**Task to complete:** Copy out all of the records below line for line, requests included, shifting every coordinate in the answer masks by -126.

##########

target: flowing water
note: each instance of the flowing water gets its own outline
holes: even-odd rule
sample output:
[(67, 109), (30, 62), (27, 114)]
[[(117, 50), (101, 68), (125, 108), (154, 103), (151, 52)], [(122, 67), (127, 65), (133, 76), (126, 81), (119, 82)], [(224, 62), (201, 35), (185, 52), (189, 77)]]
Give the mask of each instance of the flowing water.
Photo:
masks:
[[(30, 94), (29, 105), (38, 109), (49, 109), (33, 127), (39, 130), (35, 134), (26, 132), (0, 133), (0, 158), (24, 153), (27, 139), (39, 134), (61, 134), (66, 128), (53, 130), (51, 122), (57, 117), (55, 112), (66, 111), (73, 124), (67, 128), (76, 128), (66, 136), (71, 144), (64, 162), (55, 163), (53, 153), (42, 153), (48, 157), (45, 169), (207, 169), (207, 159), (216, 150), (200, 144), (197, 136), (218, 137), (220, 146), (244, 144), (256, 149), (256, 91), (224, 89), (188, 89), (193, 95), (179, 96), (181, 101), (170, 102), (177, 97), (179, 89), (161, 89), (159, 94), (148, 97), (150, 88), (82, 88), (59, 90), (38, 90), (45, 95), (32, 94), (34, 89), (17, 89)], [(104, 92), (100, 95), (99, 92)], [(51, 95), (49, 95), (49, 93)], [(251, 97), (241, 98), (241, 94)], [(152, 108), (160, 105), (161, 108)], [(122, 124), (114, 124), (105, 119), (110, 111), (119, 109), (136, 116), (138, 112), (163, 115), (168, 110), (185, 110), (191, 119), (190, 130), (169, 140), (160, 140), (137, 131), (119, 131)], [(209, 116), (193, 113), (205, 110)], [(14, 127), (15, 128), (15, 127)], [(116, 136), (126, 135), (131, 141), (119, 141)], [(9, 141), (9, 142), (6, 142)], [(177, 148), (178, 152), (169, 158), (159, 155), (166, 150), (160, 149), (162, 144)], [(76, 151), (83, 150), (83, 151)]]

##########

**Reply:**
target: flowing water
note: each instance of the flowing water gets its own outline
holes: even-odd rule
sample output:
[(67, 109), (30, 62), (27, 114)]
[[(117, 50), (101, 68), (125, 108), (154, 103), (151, 52)], [(122, 67), (127, 65), (133, 76), (126, 81), (119, 82)], [(224, 62), (201, 35), (185, 52), (189, 77)]]
Give the mask of each instance of the flowing water.
Photo:
masks:
[[(-96, -32), (-97, -21), (-88, -17), (-77, -17), (-93, 1), (-87, 4), (-91, 8), (-100, 6), (-126, 7), (-126, 32), (-102, 27), (-99, 13), (-87, 8), (-65, 8), (-60, 2), (-73, 4), (-75, -4), (-69, -9), (-71, -14), (-60, -15), (-53, -2), (-59, 2), (-50, 2), (-60, 10), (-55, 18), (-62, 36), (-71, 37), (-73, 27), (-84, 27), (-78, 31), (-81, 43), (81, 43), (81, 33), (90, 24), (74, 18), (71, 10), (92, 11), (94, 20), (118, 18), (130, 23), (130, -35), (98, -37), (62, -37), (67, -31), (53, -30), (55, -25), (44, -24), (51, -29), (53, -37), (35, -37), (33, -32), (22, -29), (24, -38), (-44, -38), (-67, -36), (-88, -36), (-81, -31), (-94, -32), (-92, -37), (-109, -37)], [(-22, -34), (-26, -31), (-27, -34)], [(-75, -31), (-77, -31), (-77, -33)], [(125, -29), (115, -28), (115, -32)], [(26, -18), (34, -21), (35, -18)], [(-4, -2), (-12, -2), (-21, -7), (-16, -15), (-7, -17), (10, -10), (12, -14), (37, -11), (42, -16), (59, -16), (65, -7), (64, 4), (43, 14), (34, 14), (11, 5), (-7, 5)], [(83, -10), (67, -13), (79, -16)], [(-112, 1), (-111, 2), (-111, 1)], [(-10, 10), (0, 9), (5, 15), (-7, 15)], [(-117, 15), (-117, 16), (-120, 16)], [(51, 22), (52, 26), (43, 32), (33, 29), (40, 24), (34, 23), (36, 18)], [(-50, 25), (-43, 24), (-43, 25)]]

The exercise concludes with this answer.